Contamination at Hanford is so severe, these machines will ultimately be buried on-site.
Surprisingly, many Oregonians appear to be blissfully unaware of the last of these problems, even though it poses a continuing threat to the Columbia River bordering our state, to our largest city, and to the health of citizens throughout the Northwest. Created under the auspices of the Manhattan Project to produce plutonium for nuclear weapons during World War Two, the Hanford site began almost immediately to release radioactive and toxic chemical contaminants into the air and soil of the surrounding region and into the Columbia River, our once pristine source of irrigation, power, salmon, and recreation. It wasn't long before the public health effects of these releases became apparent, especially among Hanford site workers and "downwinders," area residents who lived in close proximity to the facility's radioactive and chemical pollution.
The worst of the contamination at Hanford was caused by pumping the clear, cool river water through nine plutonium-producing reactors to carry away the huge amounts of excess heat, the unused by-product of the process that produced plutonium, the explosive element at the core of nuclear bombs. After a cooling off period, this irradiated water was then dumped directly into the ground or into poorly lined storage tanks, making its way into the groundwater and into the Columbia. More contamination came from aerial releases, some of them intentional, and the dumping of chemically and radioactively toxic materials into 43 miles of unlined trenches and open, often unmarked pits throughout the site, an unfortunate approach that has made the cleanup of Hanford especially problematic.
Eight of the nine reactors ceased operation by 1971. The Hanford site is now formally managed by the U.S. Department of Energy (DOE), with the Washington State Dept. of Ecology and the U.S. Environmental Protection Agency (EPA) regulating the DOE's activities there. Since 1989 the mandate of the DOE is no longer the production of plutonium, but rather the cleanup of the environmental disaster left by previous generations. The cleanup is expected to cost upwards of $215 billion and take until at least 2060 to complete, though both cost and time estimates continue to rise. This legacy, which the DOE must now attempt to mitigate, includes nine dangerously radioactive nuclear reactors, eight of which have been, or are to be, encased in concrete and left for future generations to dismantle.

WHAT IS NEEDED:
Please pull the stretch of the Hanford passage that begins at the words "Eight of the" and stops after "generations to dismantle.", copying it word for word.

DATASET EXTRACT:
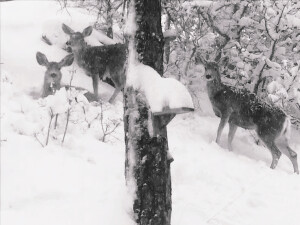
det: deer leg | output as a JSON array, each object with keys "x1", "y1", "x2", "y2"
[
  {"x1": 108, "y1": 88, "x2": 121, "y2": 103},
  {"x1": 262, "y1": 138, "x2": 281, "y2": 169},
  {"x1": 216, "y1": 115, "x2": 229, "y2": 144},
  {"x1": 287, "y1": 145, "x2": 299, "y2": 174},
  {"x1": 92, "y1": 74, "x2": 99, "y2": 99},
  {"x1": 54, "y1": 114, "x2": 58, "y2": 129},
  {"x1": 228, "y1": 121, "x2": 237, "y2": 151}
]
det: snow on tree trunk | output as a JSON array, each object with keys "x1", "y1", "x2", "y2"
[{"x1": 124, "y1": 0, "x2": 172, "y2": 225}]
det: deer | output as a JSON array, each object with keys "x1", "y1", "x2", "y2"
[
  {"x1": 36, "y1": 52, "x2": 74, "y2": 128},
  {"x1": 62, "y1": 24, "x2": 127, "y2": 103},
  {"x1": 204, "y1": 62, "x2": 299, "y2": 174},
  {"x1": 36, "y1": 52, "x2": 74, "y2": 98}
]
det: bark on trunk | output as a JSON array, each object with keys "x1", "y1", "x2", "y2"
[{"x1": 124, "y1": 0, "x2": 172, "y2": 225}]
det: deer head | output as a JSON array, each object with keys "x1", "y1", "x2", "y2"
[
  {"x1": 62, "y1": 23, "x2": 93, "y2": 52},
  {"x1": 36, "y1": 52, "x2": 74, "y2": 98}
]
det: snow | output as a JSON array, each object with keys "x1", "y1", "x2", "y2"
[
  {"x1": 0, "y1": 1, "x2": 300, "y2": 225},
  {"x1": 126, "y1": 63, "x2": 194, "y2": 113}
]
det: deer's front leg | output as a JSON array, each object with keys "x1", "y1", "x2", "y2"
[
  {"x1": 228, "y1": 121, "x2": 237, "y2": 151},
  {"x1": 108, "y1": 88, "x2": 121, "y2": 104},
  {"x1": 92, "y1": 74, "x2": 99, "y2": 99}
]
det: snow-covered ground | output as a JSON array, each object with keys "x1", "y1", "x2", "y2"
[{"x1": 0, "y1": 1, "x2": 300, "y2": 225}]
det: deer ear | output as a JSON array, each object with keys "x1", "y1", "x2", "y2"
[
  {"x1": 62, "y1": 23, "x2": 75, "y2": 35},
  {"x1": 58, "y1": 54, "x2": 74, "y2": 68},
  {"x1": 36, "y1": 52, "x2": 49, "y2": 67},
  {"x1": 82, "y1": 26, "x2": 93, "y2": 37}
]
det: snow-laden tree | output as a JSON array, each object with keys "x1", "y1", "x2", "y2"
[{"x1": 164, "y1": 0, "x2": 300, "y2": 126}]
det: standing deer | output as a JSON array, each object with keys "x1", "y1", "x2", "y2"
[
  {"x1": 36, "y1": 52, "x2": 74, "y2": 98},
  {"x1": 205, "y1": 63, "x2": 299, "y2": 174},
  {"x1": 62, "y1": 24, "x2": 127, "y2": 103}
]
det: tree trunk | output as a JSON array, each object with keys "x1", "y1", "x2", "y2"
[{"x1": 124, "y1": 0, "x2": 172, "y2": 225}]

REPLY:
Eight of the nine reactors ceased operation by 1971. The Hanford site is now formally managed by the U.S. Department of Energy (DOE), with the Washington State Dept. of Ecology and the U.S. Environmental Protection Agency (EPA) regulating the DOE's activities there. Since 1989 the mandate of the DOE is no longer the production of plutonium, but rather the cleanup of the environmental disaster left by previous generations. The cleanup is expected to cost upwards of $215 billion and take until at least 2060 to complete, though both cost and time estimates continue to rise. This legacy, which the DOE must now attempt to mitigate, includes nine dangerously radioactive nuclear reactors, eight of which have been, or are to be, encased in concrete and left for future generations to dismantle.